• The task
In the listing below, find the line containing "Query: human hand". Write out that line and every line after it to the end, exactly and only those.

════════════════════

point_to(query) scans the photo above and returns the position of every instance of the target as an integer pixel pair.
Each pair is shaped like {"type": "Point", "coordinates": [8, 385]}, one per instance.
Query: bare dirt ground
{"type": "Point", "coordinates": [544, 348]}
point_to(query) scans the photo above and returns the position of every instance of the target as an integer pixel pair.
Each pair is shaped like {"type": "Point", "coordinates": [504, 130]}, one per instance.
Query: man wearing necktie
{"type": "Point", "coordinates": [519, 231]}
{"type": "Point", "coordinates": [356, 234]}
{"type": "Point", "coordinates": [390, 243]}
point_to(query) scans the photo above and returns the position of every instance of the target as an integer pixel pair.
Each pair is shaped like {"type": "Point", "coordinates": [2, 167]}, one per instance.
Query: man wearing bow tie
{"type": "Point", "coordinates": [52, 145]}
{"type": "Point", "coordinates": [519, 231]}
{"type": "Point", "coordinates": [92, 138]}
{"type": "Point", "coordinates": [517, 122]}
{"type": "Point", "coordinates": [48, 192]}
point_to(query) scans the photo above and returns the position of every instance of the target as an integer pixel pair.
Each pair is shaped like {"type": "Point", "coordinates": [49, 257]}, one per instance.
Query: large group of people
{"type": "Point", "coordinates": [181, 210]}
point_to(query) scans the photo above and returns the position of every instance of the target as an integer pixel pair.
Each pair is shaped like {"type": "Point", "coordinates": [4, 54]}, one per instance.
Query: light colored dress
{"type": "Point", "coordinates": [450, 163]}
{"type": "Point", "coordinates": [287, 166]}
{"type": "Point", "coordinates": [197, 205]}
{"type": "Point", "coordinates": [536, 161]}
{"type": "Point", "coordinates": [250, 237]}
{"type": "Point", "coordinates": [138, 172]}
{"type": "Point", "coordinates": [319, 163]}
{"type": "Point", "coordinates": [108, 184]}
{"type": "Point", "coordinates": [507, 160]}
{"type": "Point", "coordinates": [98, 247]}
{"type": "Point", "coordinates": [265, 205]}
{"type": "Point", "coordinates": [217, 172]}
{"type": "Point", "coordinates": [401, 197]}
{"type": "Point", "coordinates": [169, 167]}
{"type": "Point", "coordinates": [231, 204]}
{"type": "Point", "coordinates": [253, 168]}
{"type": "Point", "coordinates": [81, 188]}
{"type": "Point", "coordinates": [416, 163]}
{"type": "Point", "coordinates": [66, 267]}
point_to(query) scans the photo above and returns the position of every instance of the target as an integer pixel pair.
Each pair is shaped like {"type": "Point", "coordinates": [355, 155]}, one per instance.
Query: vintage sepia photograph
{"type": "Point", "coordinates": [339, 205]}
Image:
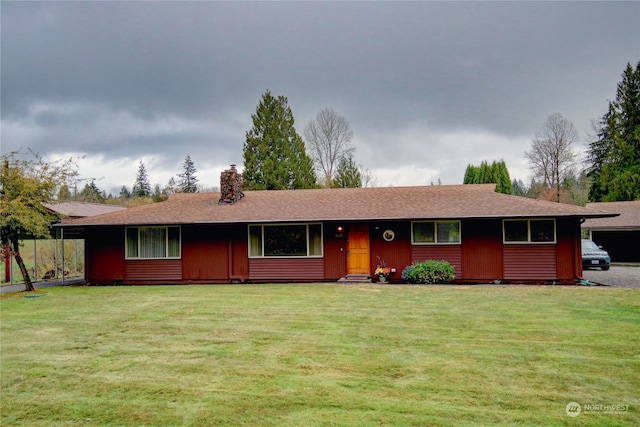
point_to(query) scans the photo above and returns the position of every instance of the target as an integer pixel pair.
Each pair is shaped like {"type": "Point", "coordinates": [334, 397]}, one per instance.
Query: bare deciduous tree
{"type": "Point", "coordinates": [551, 157]}
{"type": "Point", "coordinates": [328, 139]}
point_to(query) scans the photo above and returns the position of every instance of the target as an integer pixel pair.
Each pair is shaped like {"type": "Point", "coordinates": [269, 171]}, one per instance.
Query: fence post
{"type": "Point", "coordinates": [35, 260]}
{"type": "Point", "coordinates": [62, 238]}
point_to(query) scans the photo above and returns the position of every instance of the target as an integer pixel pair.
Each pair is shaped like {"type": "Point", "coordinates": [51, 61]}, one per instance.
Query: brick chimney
{"type": "Point", "coordinates": [231, 186]}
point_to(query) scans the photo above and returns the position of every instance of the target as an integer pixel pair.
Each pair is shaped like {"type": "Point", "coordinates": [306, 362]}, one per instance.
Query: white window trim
{"type": "Point", "coordinates": [435, 231]}
{"type": "Point", "coordinates": [263, 256]}
{"type": "Point", "coordinates": [529, 242]}
{"type": "Point", "coordinates": [166, 227]}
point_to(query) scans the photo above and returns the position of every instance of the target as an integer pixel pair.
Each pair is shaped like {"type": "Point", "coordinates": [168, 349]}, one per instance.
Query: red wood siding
{"type": "Point", "coordinates": [568, 250]}
{"type": "Point", "coordinates": [530, 262]}
{"type": "Point", "coordinates": [449, 253]}
{"type": "Point", "coordinates": [335, 251]}
{"type": "Point", "coordinates": [104, 254]}
{"type": "Point", "coordinates": [154, 270]}
{"type": "Point", "coordinates": [304, 269]}
{"type": "Point", "coordinates": [205, 253]}
{"type": "Point", "coordinates": [396, 253]}
{"type": "Point", "coordinates": [482, 250]}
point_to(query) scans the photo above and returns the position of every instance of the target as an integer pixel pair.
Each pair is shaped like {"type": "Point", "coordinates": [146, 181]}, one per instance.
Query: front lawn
{"type": "Point", "coordinates": [320, 354]}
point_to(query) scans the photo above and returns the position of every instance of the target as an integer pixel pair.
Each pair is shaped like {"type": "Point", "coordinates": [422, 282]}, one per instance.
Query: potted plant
{"type": "Point", "coordinates": [382, 270]}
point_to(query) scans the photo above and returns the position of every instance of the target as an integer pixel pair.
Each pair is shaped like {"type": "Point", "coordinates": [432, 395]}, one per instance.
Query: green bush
{"type": "Point", "coordinates": [429, 271]}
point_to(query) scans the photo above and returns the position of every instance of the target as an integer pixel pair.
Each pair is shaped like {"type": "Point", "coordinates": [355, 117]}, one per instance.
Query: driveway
{"type": "Point", "coordinates": [620, 276]}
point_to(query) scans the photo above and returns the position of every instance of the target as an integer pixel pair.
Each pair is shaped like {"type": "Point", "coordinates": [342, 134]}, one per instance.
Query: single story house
{"type": "Point", "coordinates": [81, 209]}
{"type": "Point", "coordinates": [328, 234]}
{"type": "Point", "coordinates": [619, 235]}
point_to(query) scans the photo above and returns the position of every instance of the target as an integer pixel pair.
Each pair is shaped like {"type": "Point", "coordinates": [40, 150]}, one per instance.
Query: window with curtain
{"type": "Point", "coordinates": [529, 230]}
{"type": "Point", "coordinates": [152, 242]}
{"type": "Point", "coordinates": [285, 240]}
{"type": "Point", "coordinates": [435, 232]}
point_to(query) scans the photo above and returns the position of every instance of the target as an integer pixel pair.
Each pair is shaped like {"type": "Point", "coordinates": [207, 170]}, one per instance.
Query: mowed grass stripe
{"type": "Point", "coordinates": [319, 354]}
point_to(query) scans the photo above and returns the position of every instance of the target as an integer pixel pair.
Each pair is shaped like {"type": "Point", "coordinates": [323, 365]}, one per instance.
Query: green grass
{"type": "Point", "coordinates": [319, 355]}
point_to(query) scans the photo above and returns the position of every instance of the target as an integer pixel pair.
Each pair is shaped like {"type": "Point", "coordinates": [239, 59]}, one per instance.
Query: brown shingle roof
{"type": "Point", "coordinates": [629, 215]}
{"type": "Point", "coordinates": [391, 203]}
{"type": "Point", "coordinates": [82, 209]}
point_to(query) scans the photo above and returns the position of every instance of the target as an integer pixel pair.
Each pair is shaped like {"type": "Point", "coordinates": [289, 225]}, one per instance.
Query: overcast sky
{"type": "Point", "coordinates": [428, 87]}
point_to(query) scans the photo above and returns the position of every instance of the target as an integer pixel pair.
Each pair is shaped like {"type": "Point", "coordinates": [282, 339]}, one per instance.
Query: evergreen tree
{"type": "Point", "coordinates": [91, 193]}
{"type": "Point", "coordinates": [141, 188]}
{"type": "Point", "coordinates": [64, 194]}
{"type": "Point", "coordinates": [614, 157]}
{"type": "Point", "coordinates": [518, 188]}
{"type": "Point", "coordinates": [188, 180]}
{"type": "Point", "coordinates": [502, 178]}
{"type": "Point", "coordinates": [124, 192]}
{"type": "Point", "coordinates": [347, 174]}
{"type": "Point", "coordinates": [274, 154]}
{"type": "Point", "coordinates": [171, 187]}
{"type": "Point", "coordinates": [470, 174]}
{"type": "Point", "coordinates": [496, 173]}
{"type": "Point", "coordinates": [158, 195]}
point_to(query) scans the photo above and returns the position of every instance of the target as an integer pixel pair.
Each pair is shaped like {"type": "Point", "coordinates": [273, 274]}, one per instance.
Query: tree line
{"type": "Point", "coordinates": [611, 167]}
{"type": "Point", "coordinates": [141, 190]}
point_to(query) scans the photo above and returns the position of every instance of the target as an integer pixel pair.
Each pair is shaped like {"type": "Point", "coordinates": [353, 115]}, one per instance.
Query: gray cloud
{"type": "Point", "coordinates": [124, 80]}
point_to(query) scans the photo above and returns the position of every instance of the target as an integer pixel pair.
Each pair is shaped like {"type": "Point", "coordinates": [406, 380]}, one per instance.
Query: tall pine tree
{"type": "Point", "coordinates": [188, 180]}
{"type": "Point", "coordinates": [496, 173]}
{"type": "Point", "coordinates": [614, 157]}
{"type": "Point", "coordinates": [141, 188]}
{"type": "Point", "coordinates": [274, 153]}
{"type": "Point", "coordinates": [347, 174]}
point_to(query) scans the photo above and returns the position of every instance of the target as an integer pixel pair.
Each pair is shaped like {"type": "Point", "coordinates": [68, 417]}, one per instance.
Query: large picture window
{"type": "Point", "coordinates": [529, 230]}
{"type": "Point", "coordinates": [152, 242]}
{"type": "Point", "coordinates": [435, 232]}
{"type": "Point", "coordinates": [285, 240]}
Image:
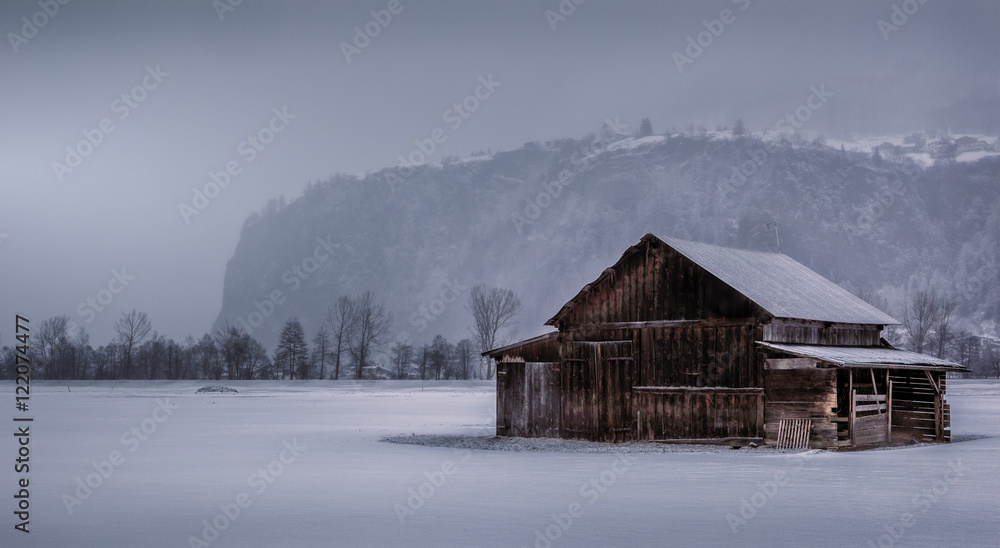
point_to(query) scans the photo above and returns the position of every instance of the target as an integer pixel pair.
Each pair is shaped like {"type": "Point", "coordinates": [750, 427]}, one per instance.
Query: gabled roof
{"type": "Point", "coordinates": [865, 356]}
{"type": "Point", "coordinates": [777, 283]}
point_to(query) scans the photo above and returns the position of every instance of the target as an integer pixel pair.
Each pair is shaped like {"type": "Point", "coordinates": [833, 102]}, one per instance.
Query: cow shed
{"type": "Point", "coordinates": [683, 341]}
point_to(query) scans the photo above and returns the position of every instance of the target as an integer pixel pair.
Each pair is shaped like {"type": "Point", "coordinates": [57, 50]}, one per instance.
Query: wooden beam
{"type": "Point", "coordinates": [930, 379]}
{"type": "Point", "coordinates": [662, 323]}
{"type": "Point", "coordinates": [713, 441]}
{"type": "Point", "coordinates": [696, 390]}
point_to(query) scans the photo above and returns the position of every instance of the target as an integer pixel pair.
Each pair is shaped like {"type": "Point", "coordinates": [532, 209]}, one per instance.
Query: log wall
{"type": "Point", "coordinates": [797, 389]}
{"type": "Point", "coordinates": [807, 332]}
{"type": "Point", "coordinates": [670, 413]}
{"type": "Point", "coordinates": [656, 283]}
{"type": "Point", "coordinates": [528, 399]}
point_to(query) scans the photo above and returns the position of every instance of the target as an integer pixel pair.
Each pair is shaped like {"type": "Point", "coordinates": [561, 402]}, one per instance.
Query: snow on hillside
{"type": "Point", "coordinates": [306, 461]}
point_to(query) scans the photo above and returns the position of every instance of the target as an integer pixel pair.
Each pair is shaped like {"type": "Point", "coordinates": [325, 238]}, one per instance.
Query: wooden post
{"type": "Point", "coordinates": [888, 408]}
{"type": "Point", "coordinates": [854, 395]}
{"type": "Point", "coordinates": [850, 406]}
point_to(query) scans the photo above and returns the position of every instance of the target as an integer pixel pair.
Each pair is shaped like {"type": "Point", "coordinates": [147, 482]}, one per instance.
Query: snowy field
{"type": "Point", "coordinates": [307, 464]}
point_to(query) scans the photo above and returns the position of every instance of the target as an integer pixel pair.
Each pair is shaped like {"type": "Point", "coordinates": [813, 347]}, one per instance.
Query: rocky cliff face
{"type": "Point", "coordinates": [545, 219]}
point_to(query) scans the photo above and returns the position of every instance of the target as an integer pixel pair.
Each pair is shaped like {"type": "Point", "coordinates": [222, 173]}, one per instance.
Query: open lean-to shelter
{"type": "Point", "coordinates": [688, 342]}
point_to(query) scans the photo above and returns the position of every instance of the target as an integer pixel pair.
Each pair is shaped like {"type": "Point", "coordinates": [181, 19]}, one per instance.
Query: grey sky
{"type": "Point", "coordinates": [118, 210]}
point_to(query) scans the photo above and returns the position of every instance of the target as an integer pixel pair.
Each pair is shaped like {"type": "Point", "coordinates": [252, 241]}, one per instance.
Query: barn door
{"type": "Point", "coordinates": [597, 382]}
{"type": "Point", "coordinates": [871, 416]}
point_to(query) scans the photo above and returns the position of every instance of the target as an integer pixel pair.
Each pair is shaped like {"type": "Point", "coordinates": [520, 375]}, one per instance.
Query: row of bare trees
{"type": "Point", "coordinates": [929, 327]}
{"type": "Point", "coordinates": [354, 332]}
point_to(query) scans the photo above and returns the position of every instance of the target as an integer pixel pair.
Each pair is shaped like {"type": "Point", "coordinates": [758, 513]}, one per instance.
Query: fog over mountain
{"type": "Point", "coordinates": [121, 117]}
{"type": "Point", "coordinates": [547, 218]}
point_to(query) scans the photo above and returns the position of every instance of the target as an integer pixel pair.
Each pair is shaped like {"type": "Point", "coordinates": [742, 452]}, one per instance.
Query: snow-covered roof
{"type": "Point", "coordinates": [781, 285]}
{"type": "Point", "coordinates": [864, 356]}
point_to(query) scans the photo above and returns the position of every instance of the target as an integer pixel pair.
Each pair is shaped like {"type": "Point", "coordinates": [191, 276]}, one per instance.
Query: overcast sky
{"type": "Point", "coordinates": [206, 83]}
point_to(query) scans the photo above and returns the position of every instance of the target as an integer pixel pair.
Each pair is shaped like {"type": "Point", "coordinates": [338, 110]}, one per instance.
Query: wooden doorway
{"type": "Point", "coordinates": [596, 383]}
{"type": "Point", "coordinates": [870, 414]}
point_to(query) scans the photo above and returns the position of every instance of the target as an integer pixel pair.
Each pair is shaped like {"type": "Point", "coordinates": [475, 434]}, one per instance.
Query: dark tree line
{"type": "Point", "coordinates": [354, 332]}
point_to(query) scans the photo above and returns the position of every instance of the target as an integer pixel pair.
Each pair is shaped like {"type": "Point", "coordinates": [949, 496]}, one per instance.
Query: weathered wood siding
{"type": "Point", "coordinates": [809, 332]}
{"type": "Point", "coordinates": [596, 388]}
{"type": "Point", "coordinates": [798, 389]}
{"type": "Point", "coordinates": [528, 399]}
{"type": "Point", "coordinates": [657, 284]}
{"type": "Point", "coordinates": [692, 413]}
{"type": "Point", "coordinates": [918, 410]}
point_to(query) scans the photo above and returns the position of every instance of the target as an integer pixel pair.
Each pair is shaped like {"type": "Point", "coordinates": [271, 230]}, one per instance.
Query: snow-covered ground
{"type": "Point", "coordinates": [306, 461]}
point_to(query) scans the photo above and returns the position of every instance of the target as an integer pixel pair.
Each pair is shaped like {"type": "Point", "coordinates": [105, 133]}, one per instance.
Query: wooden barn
{"type": "Point", "coordinates": [688, 342]}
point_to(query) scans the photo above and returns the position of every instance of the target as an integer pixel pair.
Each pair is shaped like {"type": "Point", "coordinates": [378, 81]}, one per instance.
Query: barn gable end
{"type": "Point", "coordinates": [682, 341]}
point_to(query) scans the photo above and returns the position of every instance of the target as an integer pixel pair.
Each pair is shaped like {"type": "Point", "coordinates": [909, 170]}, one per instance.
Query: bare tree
{"type": "Point", "coordinates": [341, 318]}
{"type": "Point", "coordinates": [425, 353]}
{"type": "Point", "coordinates": [966, 348]}
{"type": "Point", "coordinates": [372, 323]}
{"type": "Point", "coordinates": [402, 356]}
{"type": "Point", "coordinates": [292, 353]}
{"type": "Point", "coordinates": [53, 337]}
{"type": "Point", "coordinates": [993, 363]}
{"type": "Point", "coordinates": [465, 354]}
{"type": "Point", "coordinates": [920, 314]}
{"type": "Point", "coordinates": [946, 311]}
{"type": "Point", "coordinates": [492, 309]}
{"type": "Point", "coordinates": [321, 349]}
{"type": "Point", "coordinates": [132, 328]}
{"type": "Point", "coordinates": [230, 349]}
{"type": "Point", "coordinates": [257, 364]}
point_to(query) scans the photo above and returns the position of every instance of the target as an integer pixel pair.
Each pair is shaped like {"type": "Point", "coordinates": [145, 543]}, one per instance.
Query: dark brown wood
{"type": "Point", "coordinates": [658, 348]}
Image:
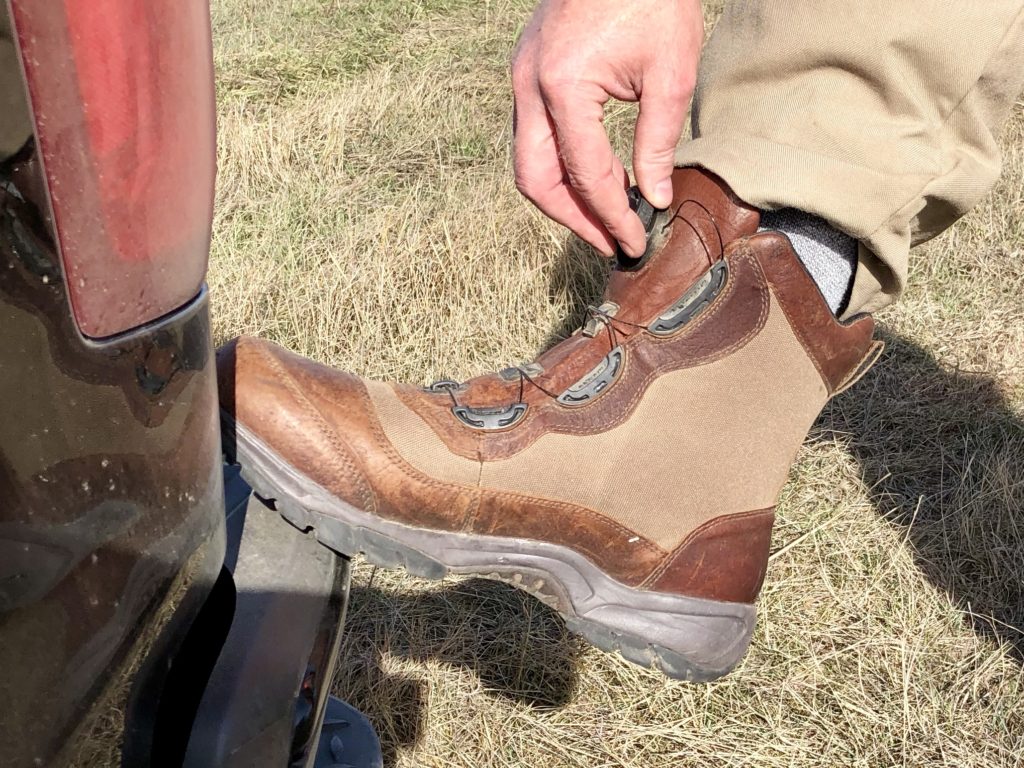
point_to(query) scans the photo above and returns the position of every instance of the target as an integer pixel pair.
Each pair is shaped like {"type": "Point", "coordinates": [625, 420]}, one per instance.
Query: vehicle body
{"type": "Point", "coordinates": [126, 636]}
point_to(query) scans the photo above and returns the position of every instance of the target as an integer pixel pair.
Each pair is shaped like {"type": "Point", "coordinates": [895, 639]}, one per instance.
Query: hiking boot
{"type": "Point", "coordinates": [627, 477]}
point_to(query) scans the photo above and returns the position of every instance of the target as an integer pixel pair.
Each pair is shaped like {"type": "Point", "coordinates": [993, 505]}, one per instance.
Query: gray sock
{"type": "Point", "coordinates": [830, 256]}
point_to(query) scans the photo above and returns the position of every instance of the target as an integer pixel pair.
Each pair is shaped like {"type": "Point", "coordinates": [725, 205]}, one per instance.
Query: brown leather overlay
{"type": "Point", "coordinates": [322, 422]}
{"type": "Point", "coordinates": [705, 217]}
{"type": "Point", "coordinates": [837, 348]}
{"type": "Point", "coordinates": [724, 559]}
{"type": "Point", "coordinates": [736, 315]}
{"type": "Point", "coordinates": [616, 550]}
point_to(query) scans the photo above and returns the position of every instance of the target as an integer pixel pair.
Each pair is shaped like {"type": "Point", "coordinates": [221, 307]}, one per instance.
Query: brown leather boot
{"type": "Point", "coordinates": [627, 477]}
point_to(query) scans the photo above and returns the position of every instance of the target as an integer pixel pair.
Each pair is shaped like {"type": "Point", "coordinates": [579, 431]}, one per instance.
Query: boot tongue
{"type": "Point", "coordinates": [683, 242]}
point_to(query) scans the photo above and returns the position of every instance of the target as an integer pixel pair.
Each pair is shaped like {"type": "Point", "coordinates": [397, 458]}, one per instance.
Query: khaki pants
{"type": "Point", "coordinates": [880, 116]}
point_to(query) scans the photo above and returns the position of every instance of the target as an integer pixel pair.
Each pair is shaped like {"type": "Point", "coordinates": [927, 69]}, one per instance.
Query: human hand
{"type": "Point", "coordinates": [571, 58]}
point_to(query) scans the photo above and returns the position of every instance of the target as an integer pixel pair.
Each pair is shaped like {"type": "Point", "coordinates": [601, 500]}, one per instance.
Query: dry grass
{"type": "Point", "coordinates": [366, 216]}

════════════════════

• Response to the task
Query: human hand
{"type": "Point", "coordinates": [571, 58]}
point_to(query) scans the photo above and returns the position of every instance of the target as an integer pixel pair.
Each pair is shaped like {"type": "Point", "coordinates": [601, 500]}, one per instance.
Query: dry grass
{"type": "Point", "coordinates": [366, 216]}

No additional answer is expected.